▸ REQUIREMENT
Print all of the data exactly, with no line missing.

[[ EXTRACTED INFORMATION, beginning ]]

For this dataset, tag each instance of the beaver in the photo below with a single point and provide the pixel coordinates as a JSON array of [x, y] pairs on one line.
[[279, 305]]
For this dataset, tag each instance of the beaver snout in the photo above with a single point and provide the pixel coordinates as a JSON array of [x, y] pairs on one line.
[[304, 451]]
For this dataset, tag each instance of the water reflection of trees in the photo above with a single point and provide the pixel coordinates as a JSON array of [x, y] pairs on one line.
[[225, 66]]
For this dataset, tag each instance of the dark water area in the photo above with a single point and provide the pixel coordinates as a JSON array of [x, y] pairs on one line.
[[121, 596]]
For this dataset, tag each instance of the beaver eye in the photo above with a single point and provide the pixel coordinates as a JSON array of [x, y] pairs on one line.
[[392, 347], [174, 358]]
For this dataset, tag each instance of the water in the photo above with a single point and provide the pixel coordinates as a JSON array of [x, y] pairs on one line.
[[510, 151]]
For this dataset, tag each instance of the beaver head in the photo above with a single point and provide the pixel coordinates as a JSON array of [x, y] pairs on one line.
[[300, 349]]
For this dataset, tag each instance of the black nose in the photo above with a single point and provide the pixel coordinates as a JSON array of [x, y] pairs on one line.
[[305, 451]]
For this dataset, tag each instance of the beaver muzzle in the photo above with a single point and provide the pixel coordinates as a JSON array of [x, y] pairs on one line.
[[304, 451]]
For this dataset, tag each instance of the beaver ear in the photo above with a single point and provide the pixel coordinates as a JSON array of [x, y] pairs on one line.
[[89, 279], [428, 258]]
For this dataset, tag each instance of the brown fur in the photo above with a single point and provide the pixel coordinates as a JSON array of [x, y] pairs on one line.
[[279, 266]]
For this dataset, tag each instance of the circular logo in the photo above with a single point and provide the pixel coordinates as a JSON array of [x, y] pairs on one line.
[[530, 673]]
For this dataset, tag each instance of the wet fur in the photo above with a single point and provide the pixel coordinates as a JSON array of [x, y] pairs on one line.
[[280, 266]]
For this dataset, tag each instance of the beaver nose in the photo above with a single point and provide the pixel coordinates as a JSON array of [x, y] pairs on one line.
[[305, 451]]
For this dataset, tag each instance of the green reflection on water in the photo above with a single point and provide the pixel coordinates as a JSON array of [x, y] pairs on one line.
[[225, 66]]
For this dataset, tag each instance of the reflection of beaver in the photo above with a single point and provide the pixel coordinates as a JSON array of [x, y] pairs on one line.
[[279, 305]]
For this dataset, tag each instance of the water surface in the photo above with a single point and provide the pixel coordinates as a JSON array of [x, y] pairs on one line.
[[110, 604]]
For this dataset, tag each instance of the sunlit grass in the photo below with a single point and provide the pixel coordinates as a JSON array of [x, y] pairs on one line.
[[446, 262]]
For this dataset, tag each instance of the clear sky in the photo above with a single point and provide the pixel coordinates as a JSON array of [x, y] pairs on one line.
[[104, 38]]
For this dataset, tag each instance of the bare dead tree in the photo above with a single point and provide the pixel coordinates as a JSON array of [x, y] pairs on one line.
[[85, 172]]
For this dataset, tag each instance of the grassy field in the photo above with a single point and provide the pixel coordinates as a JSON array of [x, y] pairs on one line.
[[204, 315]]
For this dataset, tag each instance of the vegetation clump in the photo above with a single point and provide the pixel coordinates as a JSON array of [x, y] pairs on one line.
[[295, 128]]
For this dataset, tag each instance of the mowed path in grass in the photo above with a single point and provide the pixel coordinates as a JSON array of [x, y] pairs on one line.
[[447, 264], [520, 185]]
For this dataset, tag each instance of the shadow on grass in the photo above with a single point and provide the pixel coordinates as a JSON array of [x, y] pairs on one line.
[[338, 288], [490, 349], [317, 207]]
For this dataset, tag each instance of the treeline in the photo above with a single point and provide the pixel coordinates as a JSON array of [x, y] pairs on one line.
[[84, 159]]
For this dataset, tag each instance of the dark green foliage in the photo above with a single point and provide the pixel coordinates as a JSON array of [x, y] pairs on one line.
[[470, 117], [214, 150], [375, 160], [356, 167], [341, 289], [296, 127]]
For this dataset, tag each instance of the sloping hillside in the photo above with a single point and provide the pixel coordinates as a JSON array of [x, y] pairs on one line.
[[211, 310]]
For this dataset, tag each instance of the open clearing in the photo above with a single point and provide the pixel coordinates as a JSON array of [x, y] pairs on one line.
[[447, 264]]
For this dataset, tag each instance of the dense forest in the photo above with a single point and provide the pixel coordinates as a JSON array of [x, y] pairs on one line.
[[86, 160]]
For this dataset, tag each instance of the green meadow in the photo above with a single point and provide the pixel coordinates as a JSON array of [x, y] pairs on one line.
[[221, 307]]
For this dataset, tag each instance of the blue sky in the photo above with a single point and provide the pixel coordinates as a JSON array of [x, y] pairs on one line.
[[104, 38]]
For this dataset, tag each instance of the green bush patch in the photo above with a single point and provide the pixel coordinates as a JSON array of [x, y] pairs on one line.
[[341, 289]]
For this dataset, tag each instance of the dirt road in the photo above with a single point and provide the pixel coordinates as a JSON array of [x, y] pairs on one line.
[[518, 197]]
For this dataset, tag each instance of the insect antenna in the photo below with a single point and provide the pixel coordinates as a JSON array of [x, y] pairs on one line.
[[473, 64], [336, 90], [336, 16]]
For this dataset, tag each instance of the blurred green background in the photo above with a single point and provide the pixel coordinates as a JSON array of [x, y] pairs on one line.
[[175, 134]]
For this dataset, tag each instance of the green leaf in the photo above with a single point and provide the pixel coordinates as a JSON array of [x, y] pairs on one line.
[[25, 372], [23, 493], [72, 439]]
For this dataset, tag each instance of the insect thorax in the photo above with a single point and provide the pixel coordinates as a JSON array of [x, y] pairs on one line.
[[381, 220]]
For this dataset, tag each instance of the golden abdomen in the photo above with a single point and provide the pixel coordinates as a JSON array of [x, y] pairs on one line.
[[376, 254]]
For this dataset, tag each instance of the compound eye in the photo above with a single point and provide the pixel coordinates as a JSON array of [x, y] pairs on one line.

[[ EXTRACTED INFORMATION, end ]]

▸ OUTPUT OF THE EXERCISE
For this dataset, tag each instance of the beaver in the photo below with a single point and provide the pixel coordinates as a JSON array of [x, y] pairs on one line.
[[279, 305]]
For this dataset, tag each instance of the beaver snout in the photo above with a single point and provide the pixel coordinates as a JSON array of [x, y] pairs on one line.
[[304, 451]]
For this dataset, tag each instance of the water reflection of trees in the photo above with a single point and provide the pixel coordinates as a JSON array of [x, y] pairs on one line.
[[225, 66]]
For this dataset, tag each instance of the dark water area in the photo above with a single point and provide the pixel coordinates as a JSON array of [x, y] pairs on one line.
[[121, 596]]
For this dataset, tag each instance of the beaver eye in the photo above with a single point and provide the pixel coordinates as a JSON array of [x, y] pairs on one line.
[[392, 347], [174, 358]]
For this dataset, tag each instance of the water in the photo above with a single point and provide the pixel coordinates as a JSON array of [x, y] pairs on one line.
[[510, 151]]
For this dataset, tag each instance of the beaver head in the photo above with a single point and provide the pixel coordinates as a JSON array of [x, y] pairs on one line.
[[300, 349]]
For this dataset, tag each instance of the black nose in the photo above with a single point and provide the pixel coordinates as a JSON array of [x, y] pairs on one line.
[[305, 451]]
For this dataset, tag each instance of the beaver muzzle in the photo above with a single point and provide the pixel coordinates as a JSON array of [x, y] pairs on one line.
[[304, 451]]
For this dataset, tag each instance of the beaver ear in the photo above with a single point and provide the pixel coordinates as a JSON array of [x, y] pairs on one line.
[[89, 279], [428, 258]]
For this dataset, tag each instance of the brown fur in the photo above with a single point and provide the pixel coordinates as a JSON array of [x, y] pairs on one line.
[[279, 266]]
For this dataset, tag each instance of the circular logo in the photo above with a single point and provide the pixel coordinates as a JSON array of [x, y] pairs on one line.
[[530, 673]]
For this dataset, tag each instance of the wet fur in the photo above with a single point and provide the pixel coordinates as a JSON array of [x, y] pairs on one line.
[[280, 266]]
For this dataset, tag each instance of the beaver nose in the photo above with a single point and provide the pixel coordinates as a JSON array of [x, y] pairs on one line.
[[305, 451]]
For this dataset, tag each instance of the green reflection on water in the photo above with a single point and provide the pixel coordinates as a JSON array of [x, y] pairs on one line.
[[225, 66]]
For this dataset, tag each instance of the reflection of beaver in the photo above with a single point and provide the pixel coordinates as a JSON array of [x, y] pairs on one line.
[[279, 305]]
For this dataset, tag each instance of the water surface in the photo above with a single point and provide the pixel coordinates as a JSON array of [x, y] pairs on one line.
[[110, 604]]
For this dataset, tag each instance of the sunlit grass in the photo below with a single point and provide the pixel coordinates as a JSON array of [x, y] pairs on one line.
[[446, 262]]
For this dataset, tag each instance of the clear sky in the photo above with a single point and provide the pixel coordinates as a JSON array of [x, y] pairs on one line.
[[104, 38]]
For this dataset, tag each instance of the bare dead tree in the photo above with a single point and provide the pixel coordinates as a JSON array of [x, y] pairs on one line.
[[85, 172]]
For this dataset, tag each instance of the grassy field in the photo above with a single point and provide the pixel coordinates as a JSON array of [x, y] pairs on one line.
[[204, 315]]
For this dataset, tag each instance of the vegetation clump in the photo above with a single point and provide the pixel coordinates as a JSON array of [x, y] pairs on one line.
[[295, 128]]
For this dataset, tag each instance of the mowed path in grass in the photo above with a single point and provide the pixel coordinates as a JSON array of [x, y] pairs on one line.
[[447, 264], [520, 185]]
For this dataset, tag each instance of the shadow on grass in the photo above with a single point and provide the pixel coordinates as a JSON array of [x, y] pairs on one line.
[[338, 288], [490, 349], [317, 207]]
For this dataset, tag each instance of the treeline in the photo above with a single point and provide the pixel coordinates as a JSON array of [x, y] pairs on one line.
[[84, 159]]
For this dataset, tag each instance of the dark green foliage in the photo above with a single point and provide the pixel coordinates as a JSON array of [x, y] pairs on one line.
[[470, 117], [214, 150], [375, 160], [356, 167], [341, 289], [296, 127]]
For this dataset, tag each instance of the sloping hillside in the photo above with a single point and provide the pixel coordinates as a JSON array of [x, y] pairs on one line.
[[211, 310]]
For this dataset, tag each instance of the open clearing in the photo above with a single point and provide the pixel coordinates as a JSON array of [x, y] pairs on one line.
[[447, 264]]
For this dataset, tag each instance of the dense forest in the photo above with a single point and provide the pixel coordinates as a JSON array of [x, y] pairs on one line.
[[86, 160]]
For this dataset, tag each instance of the green meadow in the photo above with a single point and provide the pixel coordinates as a JSON array of [x, y] pairs on one line.
[[221, 307]]
For this dataset, tag each instance of the blue sky in the photo above with a single point and provide the pixel coordinates as a JSON array of [x, y] pairs on one line.
[[104, 38]]
For this dataset, tag each instance of the green bush patch in the photo above with a single point and provide the pixel coordinates as a JSON array of [x, y] pairs on one line.
[[341, 289]]
For this dataset, tag each instance of the dirt road in the photo above with a single point and provide the pixel coordinates as a JSON array of [x, y] pairs on one line.
[[518, 197]]
For this dataset, tag each instance of the insect antenna in the photo below with a single point and provide the pixel coordinates as a JSON array of [x, y] pairs on one line.
[[473, 64], [336, 90], [336, 16]]
For this dataset, tag each instance of the blurred green background in the photo above with a single point and provide the pixel coordinates as a JSON array of [x, y] pairs on one line.
[[175, 134]]
For this dataset, tag each instance of the green leaf in the photo above with a single point and provide the pixel coordinates as a JSON array of [x, y] pairs on one line.
[[25, 372], [23, 493], [72, 439]]
For this dataset, tag each instance of the insect thorax in the photo above with a single point and provide the pixel coordinates as a JSON array of [x, y] pairs on one line.
[[381, 220]]
For this dataset, tag each instance of the golden abdomen in the photo above with a single point and provide the pixel coordinates as a JSON array of [x, y] pairs on one line.
[[376, 254]]
For this dataset, tag each instance of the compound eye in the photo above with a single point and provide the pixel coordinates as a JSON array of [x, y] pairs on one line.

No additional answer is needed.